What to produce – When the string "wire" occurs in a line of the records, show that line.

Extracted records –
= = = = =
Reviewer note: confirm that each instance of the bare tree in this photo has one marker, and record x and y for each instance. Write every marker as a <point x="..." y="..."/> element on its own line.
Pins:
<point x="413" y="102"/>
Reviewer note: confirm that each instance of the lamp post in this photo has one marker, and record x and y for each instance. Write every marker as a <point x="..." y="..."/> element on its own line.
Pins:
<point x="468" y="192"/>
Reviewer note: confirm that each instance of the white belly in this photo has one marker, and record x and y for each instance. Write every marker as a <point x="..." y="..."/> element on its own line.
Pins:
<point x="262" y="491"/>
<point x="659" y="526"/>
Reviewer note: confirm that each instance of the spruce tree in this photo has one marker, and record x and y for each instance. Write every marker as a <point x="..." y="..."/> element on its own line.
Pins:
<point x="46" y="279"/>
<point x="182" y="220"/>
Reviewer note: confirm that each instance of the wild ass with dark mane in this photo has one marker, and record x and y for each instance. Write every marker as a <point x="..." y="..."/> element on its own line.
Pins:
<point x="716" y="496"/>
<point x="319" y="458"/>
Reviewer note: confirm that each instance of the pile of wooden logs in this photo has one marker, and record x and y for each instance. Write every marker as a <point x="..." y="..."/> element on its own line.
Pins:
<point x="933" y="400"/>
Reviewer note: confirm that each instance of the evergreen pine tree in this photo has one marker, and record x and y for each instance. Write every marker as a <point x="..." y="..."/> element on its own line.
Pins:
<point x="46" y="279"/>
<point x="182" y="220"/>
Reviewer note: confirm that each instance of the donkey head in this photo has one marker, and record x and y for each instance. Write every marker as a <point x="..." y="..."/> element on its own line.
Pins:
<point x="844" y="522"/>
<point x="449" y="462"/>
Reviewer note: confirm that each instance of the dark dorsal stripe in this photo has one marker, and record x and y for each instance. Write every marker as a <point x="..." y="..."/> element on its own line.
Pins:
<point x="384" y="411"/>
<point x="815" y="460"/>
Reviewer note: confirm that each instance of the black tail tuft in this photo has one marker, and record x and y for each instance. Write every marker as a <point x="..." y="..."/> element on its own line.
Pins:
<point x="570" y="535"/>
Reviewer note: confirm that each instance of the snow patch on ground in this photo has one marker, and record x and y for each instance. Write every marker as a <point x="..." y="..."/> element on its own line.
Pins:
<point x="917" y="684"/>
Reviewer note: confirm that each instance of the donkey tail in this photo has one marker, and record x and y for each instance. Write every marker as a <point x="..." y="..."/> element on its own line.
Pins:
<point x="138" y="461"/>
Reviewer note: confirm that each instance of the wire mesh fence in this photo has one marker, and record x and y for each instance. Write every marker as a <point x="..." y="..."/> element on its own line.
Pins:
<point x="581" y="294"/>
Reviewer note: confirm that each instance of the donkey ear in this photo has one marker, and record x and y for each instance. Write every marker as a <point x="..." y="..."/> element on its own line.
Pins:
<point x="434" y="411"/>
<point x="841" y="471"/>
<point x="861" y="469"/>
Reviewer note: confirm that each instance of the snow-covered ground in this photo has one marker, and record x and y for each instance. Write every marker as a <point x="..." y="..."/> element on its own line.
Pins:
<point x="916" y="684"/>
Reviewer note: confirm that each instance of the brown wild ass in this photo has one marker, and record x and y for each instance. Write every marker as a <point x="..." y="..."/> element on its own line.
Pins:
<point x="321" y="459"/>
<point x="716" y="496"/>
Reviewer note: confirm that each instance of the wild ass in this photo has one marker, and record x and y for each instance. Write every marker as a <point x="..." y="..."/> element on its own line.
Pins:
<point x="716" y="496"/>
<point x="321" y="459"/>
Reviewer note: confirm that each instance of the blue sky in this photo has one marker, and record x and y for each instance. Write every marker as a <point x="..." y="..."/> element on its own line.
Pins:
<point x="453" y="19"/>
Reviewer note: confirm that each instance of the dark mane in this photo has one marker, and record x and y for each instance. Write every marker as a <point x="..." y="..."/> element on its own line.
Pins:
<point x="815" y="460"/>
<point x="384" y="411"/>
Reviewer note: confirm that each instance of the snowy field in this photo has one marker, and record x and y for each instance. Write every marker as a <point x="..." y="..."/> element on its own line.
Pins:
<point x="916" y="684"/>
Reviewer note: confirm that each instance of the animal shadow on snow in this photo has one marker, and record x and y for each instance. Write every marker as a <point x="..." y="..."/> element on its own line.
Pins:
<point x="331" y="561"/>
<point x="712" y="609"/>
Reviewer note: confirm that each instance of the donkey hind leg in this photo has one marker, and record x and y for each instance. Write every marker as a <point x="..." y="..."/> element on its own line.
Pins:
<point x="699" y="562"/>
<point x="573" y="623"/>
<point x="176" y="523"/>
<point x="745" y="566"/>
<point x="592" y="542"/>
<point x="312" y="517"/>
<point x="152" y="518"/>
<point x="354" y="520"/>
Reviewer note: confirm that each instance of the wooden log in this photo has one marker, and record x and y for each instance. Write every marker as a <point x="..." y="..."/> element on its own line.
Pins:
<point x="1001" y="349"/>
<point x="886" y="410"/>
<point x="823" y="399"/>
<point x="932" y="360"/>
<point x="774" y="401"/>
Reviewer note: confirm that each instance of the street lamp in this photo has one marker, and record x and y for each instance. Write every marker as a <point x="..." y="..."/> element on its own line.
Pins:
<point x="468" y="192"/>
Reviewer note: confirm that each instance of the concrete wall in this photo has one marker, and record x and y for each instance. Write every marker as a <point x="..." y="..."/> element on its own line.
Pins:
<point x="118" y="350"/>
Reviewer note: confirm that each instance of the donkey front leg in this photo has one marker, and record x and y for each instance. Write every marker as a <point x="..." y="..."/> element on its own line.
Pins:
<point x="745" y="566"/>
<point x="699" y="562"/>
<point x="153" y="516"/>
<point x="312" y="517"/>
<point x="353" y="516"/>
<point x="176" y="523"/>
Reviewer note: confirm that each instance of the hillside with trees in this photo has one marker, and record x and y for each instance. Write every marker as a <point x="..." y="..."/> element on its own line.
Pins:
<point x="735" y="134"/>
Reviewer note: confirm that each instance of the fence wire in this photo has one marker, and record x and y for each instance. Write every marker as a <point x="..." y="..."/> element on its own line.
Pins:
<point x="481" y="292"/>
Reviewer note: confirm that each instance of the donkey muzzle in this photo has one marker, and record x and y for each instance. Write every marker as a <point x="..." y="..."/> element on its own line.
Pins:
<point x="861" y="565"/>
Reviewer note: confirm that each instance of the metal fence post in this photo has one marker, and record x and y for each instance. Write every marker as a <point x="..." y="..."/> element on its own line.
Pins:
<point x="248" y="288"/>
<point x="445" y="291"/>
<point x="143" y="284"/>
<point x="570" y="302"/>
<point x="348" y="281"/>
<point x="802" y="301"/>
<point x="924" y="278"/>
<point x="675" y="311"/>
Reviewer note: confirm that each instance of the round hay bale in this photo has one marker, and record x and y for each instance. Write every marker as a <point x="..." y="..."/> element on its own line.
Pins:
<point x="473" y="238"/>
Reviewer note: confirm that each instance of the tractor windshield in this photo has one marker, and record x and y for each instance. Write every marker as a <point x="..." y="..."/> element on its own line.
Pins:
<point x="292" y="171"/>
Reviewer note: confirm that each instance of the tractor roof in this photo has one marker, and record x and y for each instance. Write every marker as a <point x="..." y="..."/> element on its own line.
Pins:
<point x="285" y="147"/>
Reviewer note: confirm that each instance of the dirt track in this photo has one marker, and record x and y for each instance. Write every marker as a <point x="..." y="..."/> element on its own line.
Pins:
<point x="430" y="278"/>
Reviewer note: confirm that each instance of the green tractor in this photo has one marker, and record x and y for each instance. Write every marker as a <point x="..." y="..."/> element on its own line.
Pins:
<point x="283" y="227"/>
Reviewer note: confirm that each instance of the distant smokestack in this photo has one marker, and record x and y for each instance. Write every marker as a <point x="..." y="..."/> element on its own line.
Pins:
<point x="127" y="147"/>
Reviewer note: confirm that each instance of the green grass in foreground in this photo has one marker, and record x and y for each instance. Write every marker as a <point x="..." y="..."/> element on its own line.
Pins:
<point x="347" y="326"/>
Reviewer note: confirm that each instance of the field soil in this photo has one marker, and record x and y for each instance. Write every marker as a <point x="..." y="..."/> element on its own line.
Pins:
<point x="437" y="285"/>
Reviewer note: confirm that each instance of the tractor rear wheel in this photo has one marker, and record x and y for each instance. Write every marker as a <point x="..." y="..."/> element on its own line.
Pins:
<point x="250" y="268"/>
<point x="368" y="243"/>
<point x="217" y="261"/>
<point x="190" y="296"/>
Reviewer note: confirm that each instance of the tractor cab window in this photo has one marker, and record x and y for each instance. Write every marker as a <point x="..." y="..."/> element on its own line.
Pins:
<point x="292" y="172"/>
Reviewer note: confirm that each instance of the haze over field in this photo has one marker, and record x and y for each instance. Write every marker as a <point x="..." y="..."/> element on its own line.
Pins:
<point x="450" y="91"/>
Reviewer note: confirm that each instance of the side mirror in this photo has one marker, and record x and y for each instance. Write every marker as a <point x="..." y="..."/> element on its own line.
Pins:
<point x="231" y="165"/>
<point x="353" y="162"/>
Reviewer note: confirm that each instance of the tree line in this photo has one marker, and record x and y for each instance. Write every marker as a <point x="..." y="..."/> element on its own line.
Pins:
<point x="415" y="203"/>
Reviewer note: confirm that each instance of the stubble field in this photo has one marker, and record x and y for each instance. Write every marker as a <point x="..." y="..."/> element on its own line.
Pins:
= = = = =
Exercise output –
Reviewer note: confirm that each instance of the wire mesh fence in this photo has one marker, and record x and y for each instance. Write every marker as a <point x="..." y="..."/> element on its own line.
Reviewer note: confirm that each instance of the fence wire in this photo has one marker, and record x and y for each instance. Write every marker as a <point x="..." y="..."/> element on its own line.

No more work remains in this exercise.